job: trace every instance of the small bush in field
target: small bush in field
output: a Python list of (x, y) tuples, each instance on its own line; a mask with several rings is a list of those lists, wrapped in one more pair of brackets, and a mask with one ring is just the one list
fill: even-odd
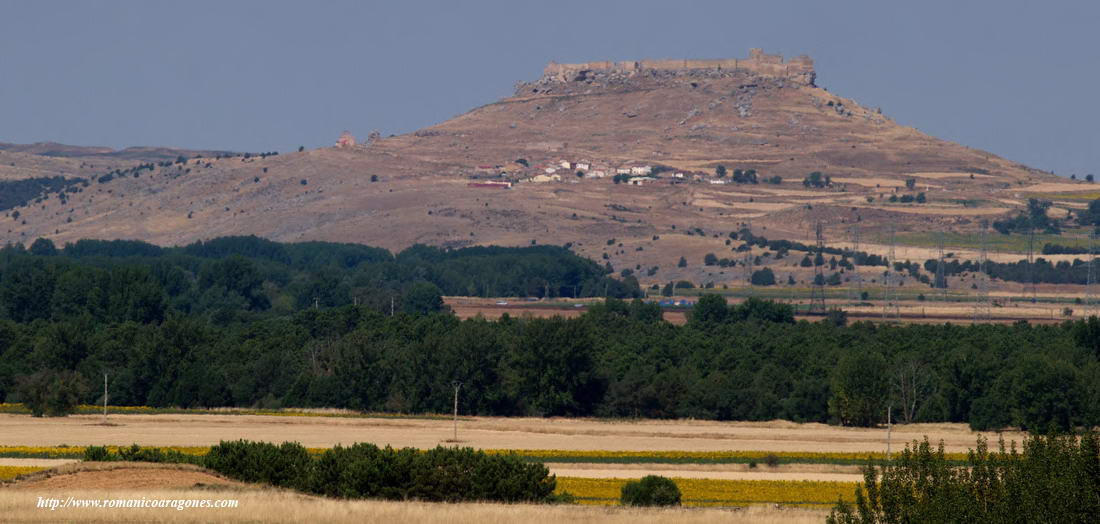
[(623, 485), (619, 503), (624, 506), (679, 506), (680, 488), (672, 479), (649, 475)]

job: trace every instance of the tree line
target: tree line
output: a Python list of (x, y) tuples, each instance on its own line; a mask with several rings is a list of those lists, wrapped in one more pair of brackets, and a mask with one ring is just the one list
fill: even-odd
[[(113, 250), (145, 254), (103, 254)], [(509, 277), (513, 264), (526, 272)], [(421, 246), (389, 256), (257, 239), (9, 248), (0, 252), (0, 398), (65, 385), (95, 403), (96, 388), (78, 386), (108, 373), (120, 405), (438, 413), (451, 409), (457, 381), (460, 409), (479, 415), (874, 425), (892, 411), (903, 422), (983, 429), (1100, 422), (1095, 318), (795, 322), (790, 306), (727, 306), (716, 295), (702, 296), (684, 326), (641, 300), (609, 300), (572, 319), (441, 311), (439, 291), (481, 278), (518, 289), (542, 279), (526, 289), (583, 294), (607, 276), (547, 247)], [(357, 290), (385, 286), (404, 290), (394, 314), (385, 293), (353, 302)]]
[(57, 248), (0, 248), (0, 318), (138, 324), (173, 315), (214, 323), (304, 308), (362, 305), (393, 313), (438, 311), (441, 295), (640, 295), (637, 280), (555, 246), (400, 253), (356, 244), (281, 244), (224, 237), (175, 248), (80, 240)]

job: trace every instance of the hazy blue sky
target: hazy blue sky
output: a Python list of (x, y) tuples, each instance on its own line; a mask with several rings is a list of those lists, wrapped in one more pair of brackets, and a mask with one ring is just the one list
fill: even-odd
[(902, 124), (1083, 175), (1098, 22), (1087, 1), (0, 0), (0, 141), (287, 151), (442, 121), (549, 60), (763, 47)]

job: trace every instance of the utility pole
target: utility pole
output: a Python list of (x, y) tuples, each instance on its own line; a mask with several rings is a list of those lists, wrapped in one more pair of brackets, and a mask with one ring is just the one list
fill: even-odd
[(393, 316), (393, 295), (390, 295), (390, 316)]
[(103, 374), (103, 425), (107, 425), (107, 374)]
[(458, 442), (458, 390), (462, 387), (462, 383), (455, 381), (451, 385), (455, 388), (454, 439), (452, 441)]
[(321, 309), (321, 299), (313, 297), (313, 309)]
[(891, 420), (891, 413), (894, 410), (894, 406), (890, 405), (886, 408), (886, 460), (890, 460), (890, 443), (892, 442), (890, 433), (894, 429), (893, 420)]

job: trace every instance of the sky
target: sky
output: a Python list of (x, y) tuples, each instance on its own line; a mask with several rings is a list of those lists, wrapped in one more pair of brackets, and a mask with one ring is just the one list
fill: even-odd
[(398, 134), (546, 62), (814, 58), (898, 123), (1100, 174), (1100, 2), (0, 0), (0, 142), (290, 151)]

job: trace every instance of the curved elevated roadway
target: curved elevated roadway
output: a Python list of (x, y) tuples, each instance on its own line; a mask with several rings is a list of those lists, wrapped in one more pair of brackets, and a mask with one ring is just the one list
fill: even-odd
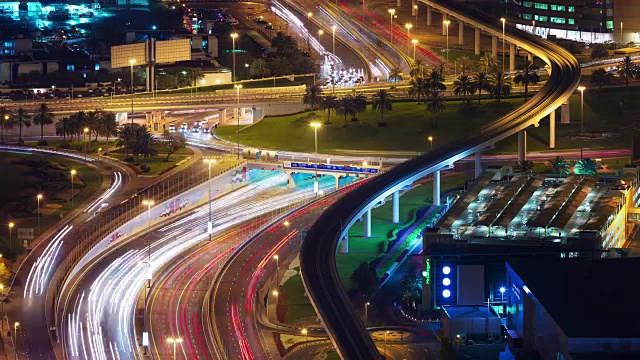
[[(500, 21), (475, 9), (445, 0), (421, 1), (491, 35), (502, 36)], [(562, 105), (577, 87), (580, 66), (568, 51), (517, 30), (513, 24), (507, 24), (505, 39), (532, 52), (550, 66), (549, 81), (538, 94), (513, 112), (471, 134), (461, 135), (457, 142), (400, 164), (346, 194), (309, 229), (300, 254), (304, 285), (342, 359), (381, 358), (338, 278), (336, 248), (349, 227), (371, 204), (380, 202), (406, 184), (445, 169), (496, 141), (538, 124), (543, 117)]]

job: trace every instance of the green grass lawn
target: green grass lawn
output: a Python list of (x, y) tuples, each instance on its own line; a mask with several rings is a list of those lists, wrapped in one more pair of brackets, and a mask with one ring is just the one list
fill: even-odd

:::::

An exact copy of the entries, minus the pictures, is what's needed here.

job: trace every instance of the small bush in field
target: small bush in field
output: a Python list of (x, y) tuples, each instance on its own line; a mask with several rings is a list of those lists, wrapped in one more pair of brackets, and a mask with one ring is just the one list
fill: even-odd
[(623, 485), (619, 503), (624, 506), (679, 506), (680, 488), (672, 479), (649, 475)]

job: trace every instance of the tree line
target: tree line
output: a Python list of (x, y) tuples, each instance on its own line; a mask with several rings is a list of those lists, wrapped in one more pair of brackets, and a mask with one ring is just the one list
fill: even-odd
[[(113, 250), (145, 254), (103, 254)], [(509, 277), (513, 264), (526, 272)], [(421, 246), (389, 256), (257, 239), (9, 248), (0, 252), (0, 398), (65, 385), (95, 403), (96, 388), (78, 386), (108, 373), (120, 405), (438, 413), (451, 409), (457, 381), (460, 409), (479, 415), (874, 425), (892, 411), (903, 422), (983, 429), (1100, 422), (1095, 318), (795, 322), (790, 306), (727, 306), (716, 295), (702, 296), (684, 326), (641, 300), (609, 300), (572, 319), (441, 311), (439, 291), (481, 278), (518, 289), (542, 279), (526, 289), (583, 294), (607, 276), (547, 247)], [(357, 290), (385, 286), (404, 290), (394, 314), (385, 293), (353, 302)]]
[(57, 248), (0, 248), (0, 318), (138, 324), (173, 315), (214, 323), (304, 308), (362, 305), (393, 313), (438, 311), (441, 295), (640, 295), (637, 280), (555, 246), (400, 253), (356, 244), (281, 244), (224, 237), (175, 248), (80, 240)]

job: trace every instance of the hazy blue sky
target: hazy blue sky
output: a Python list of (x, y) tuples, each instance on its own line; a mask with several rings is a list of those lists, wrapped in one more pair of brackets, and a mask with one ring is just the one list
fill: even-odd
[(902, 124), (1083, 175), (1098, 22), (1087, 1), (0, 0), (0, 141), (287, 151), (442, 121), (549, 60), (763, 47)]

job: trace every instance of the utility pole
target: utility pole
output: a Python list of (x, y) tuples, each instance on its own line; a mask with several rings is a list of those lists, wrapped in one more pair of brackets, and a mask with one ring is just the one list
fill: even-odd
[(393, 316), (393, 295), (390, 295), (390, 316)]
[(103, 374), (103, 425), (107, 425), (107, 374)]
[(458, 442), (458, 390), (462, 387), (462, 383), (455, 381), (451, 385), (455, 388), (454, 439), (452, 441)]
[(321, 309), (321, 299), (313, 297), (313, 309)]
[(891, 420), (891, 413), (894, 410), (894, 406), (890, 405), (886, 408), (886, 460), (890, 460), (890, 443), (892, 442), (890, 433), (894, 429), (893, 420)]

job: trace every instance of the sky
target: sky
output: a Python list of (x, y) tuples, each instance on its own line; a mask with several rings is a list of those lists, wrapped in one more pair of brackets, and a mask with one ring is just the one list
fill: even-odd
[(398, 134), (546, 62), (814, 58), (898, 123), (1100, 174), (1100, 2), (0, 0), (0, 142), (290, 151)]

job: trace every instance of the curved elevated roadway
target: curved elevated roadway
output: a Python list of (x, y) tuples, each instance on its own line; a mask with several rings is a list of those lists, wrapped in one more pair of brackets, and a mask with one ring is just the one list
fill: even-odd
[[(500, 21), (475, 9), (445, 0), (421, 1), (491, 35), (502, 36)], [(562, 105), (577, 87), (580, 66), (568, 51), (517, 30), (513, 24), (507, 24), (505, 39), (532, 52), (550, 66), (549, 81), (538, 94), (513, 112), (471, 134), (461, 135), (457, 142), (400, 164), (346, 194), (309, 229), (300, 254), (304, 285), (342, 359), (381, 358), (338, 278), (336, 248), (349, 227), (371, 204), (380, 202), (406, 184), (445, 169), (496, 141), (538, 124), (543, 117)]]

job: trace every instance of the green grass lawn
target: green grass lawn
output: a Python list of (x, y) tuples, each instance on its own line; a mask with several rings is a list of those lists, wrapped in one more pair of brackets, and a mask with one ring is just the one list
fill: even-odd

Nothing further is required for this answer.